▶ _Data_:
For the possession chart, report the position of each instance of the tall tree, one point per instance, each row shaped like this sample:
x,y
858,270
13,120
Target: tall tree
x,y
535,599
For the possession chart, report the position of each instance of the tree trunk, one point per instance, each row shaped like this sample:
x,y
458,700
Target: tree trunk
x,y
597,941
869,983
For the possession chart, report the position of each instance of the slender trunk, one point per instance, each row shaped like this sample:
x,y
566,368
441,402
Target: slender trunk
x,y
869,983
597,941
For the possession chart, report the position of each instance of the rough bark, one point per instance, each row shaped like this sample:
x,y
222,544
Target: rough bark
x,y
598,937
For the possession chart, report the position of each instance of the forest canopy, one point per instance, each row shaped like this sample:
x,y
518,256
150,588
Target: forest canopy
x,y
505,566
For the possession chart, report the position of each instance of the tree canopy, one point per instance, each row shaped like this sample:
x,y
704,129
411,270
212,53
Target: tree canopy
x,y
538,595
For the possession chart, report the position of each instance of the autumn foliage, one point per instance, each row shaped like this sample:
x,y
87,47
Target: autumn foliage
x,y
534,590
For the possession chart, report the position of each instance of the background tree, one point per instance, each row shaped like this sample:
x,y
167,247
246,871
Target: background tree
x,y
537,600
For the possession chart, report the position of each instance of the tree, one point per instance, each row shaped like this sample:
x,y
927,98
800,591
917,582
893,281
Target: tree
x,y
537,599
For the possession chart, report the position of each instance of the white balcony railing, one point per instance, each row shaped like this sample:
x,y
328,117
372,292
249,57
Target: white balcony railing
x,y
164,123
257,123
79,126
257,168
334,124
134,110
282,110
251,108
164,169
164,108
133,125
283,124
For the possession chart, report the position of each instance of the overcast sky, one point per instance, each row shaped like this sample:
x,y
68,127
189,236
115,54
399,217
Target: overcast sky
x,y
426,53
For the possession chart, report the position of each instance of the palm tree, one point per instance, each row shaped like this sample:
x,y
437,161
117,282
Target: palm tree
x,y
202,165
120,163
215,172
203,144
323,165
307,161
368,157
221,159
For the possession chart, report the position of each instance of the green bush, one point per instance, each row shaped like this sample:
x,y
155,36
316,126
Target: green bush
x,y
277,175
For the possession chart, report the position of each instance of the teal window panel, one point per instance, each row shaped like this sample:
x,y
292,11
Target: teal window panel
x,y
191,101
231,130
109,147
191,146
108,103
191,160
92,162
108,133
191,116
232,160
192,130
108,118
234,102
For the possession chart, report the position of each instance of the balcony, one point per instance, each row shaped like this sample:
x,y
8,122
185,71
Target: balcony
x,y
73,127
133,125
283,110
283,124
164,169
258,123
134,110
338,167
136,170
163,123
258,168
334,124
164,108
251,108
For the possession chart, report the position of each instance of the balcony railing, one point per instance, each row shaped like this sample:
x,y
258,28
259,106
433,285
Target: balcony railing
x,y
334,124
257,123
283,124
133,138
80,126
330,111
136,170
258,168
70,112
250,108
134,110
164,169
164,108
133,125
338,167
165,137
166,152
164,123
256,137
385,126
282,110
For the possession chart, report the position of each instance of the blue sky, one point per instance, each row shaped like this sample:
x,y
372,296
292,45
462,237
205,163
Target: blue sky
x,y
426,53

▶ _Assigned task_:
All of the entries should be output exactly as they appear above.

▶ _Output of the exercise_:
For the possession chart, report the position of each instance of the tall tree, one point per instance, each row shaped like this sample:
x,y
858,270
13,120
Target: tall tree
x,y
535,599
For the possession chart, report the position of each instance of the tree trunk, one point per instance, each row shaped like this sample:
x,y
458,700
Target: tree trunk
x,y
597,941
869,983
For the possession chart, report the position of each instance of the slender trunk, one point per instance, each row shaped like this sample:
x,y
566,368
441,402
Target: slender trunk
x,y
869,983
597,941
For the possession chart, report the position of each instance of the rough bark, one point per instance, each row shaped like this sample:
x,y
222,544
Target: rough bark
x,y
598,937
For the possession chart, report the position of each instance of the forest canopy, one point per instance, each row shaped like this sample:
x,y
518,256
150,588
Target: forest canopy
x,y
505,566
For the possession chart, report the position of each instance of the tree canopy, one point per instance, each row shaped like this sample:
x,y
704,129
411,270
212,53
Target: tree canopy
x,y
538,595
For the possession chart, report the position of each instance of the autumn foliage, one point per instance, each row shaped like this sample:
x,y
87,47
Target: autumn foliage
x,y
534,590
For the possession chart, report the position of each instance of the background tree, one point per instance, each row shaped like this sample:
x,y
167,247
246,871
Target: background tree
x,y
537,600
For the possession chart, report the position of each instance of the tree, one point per instance, each row shaped like this sample:
x,y
927,98
800,591
917,582
893,281
Target: tree
x,y
537,599
For the possession chart, report the position of each instance of the white balcony railing, one point per instance, each row shaped like this sample:
x,y
328,117
372,292
249,57
Target: white balcony railing
x,y
164,123
257,123
79,126
257,168
334,124
134,110
282,110
251,108
164,169
164,108
133,125
283,124
For the possession chart, report the position of each instance of the overcast sky, one point per instance, each row shaped like this sample:
x,y
68,127
189,236
115,54
399,217
Target: overcast sky
x,y
426,53
For the possession chart, report the position of each instance of the palm tree, one point per instance, each row shaped like this sample:
x,y
437,161
117,282
Target: palm tree
x,y
202,165
120,163
215,172
203,144
323,165
307,161
368,157
221,159
For the possession chart, report the position of each instance of the green bush, one point per instance, each row shaped like this sample:
x,y
155,36
316,126
Target: green bush
x,y
277,175
For the possession chart, report the position of each instance of the teal window panel, one point per instance, each row shaped like this sample:
x,y
292,11
Target: teal window panel
x,y
191,101
231,130
109,147
191,146
108,103
191,160
92,162
108,133
191,116
232,160
192,130
108,118
234,102
For the possession chart, report the position of each instance of the balcony, one point per instance, each row shaped like this sample:
x,y
8,122
185,71
Target: balcony
x,y
73,127
133,125
283,110
283,124
164,169
258,123
134,110
338,167
136,170
163,123
258,168
334,124
164,108
251,108
For the possession chart, report the position of each instance of the balcony railing, one point per instance, each row shaped like this sample:
x,y
258,28
259,106
433,285
Target: balcony railing
x,y
334,124
257,123
283,124
133,138
80,126
330,111
136,170
258,168
70,112
250,108
134,110
164,169
164,108
133,125
338,167
165,137
166,152
164,123
256,137
385,126
282,110
For the possession chart, report the position of each instance of the blue sky, one point per instance, each row shaped like this sample:
x,y
372,296
292,45
462,237
205,163
Target: blue sky
x,y
426,53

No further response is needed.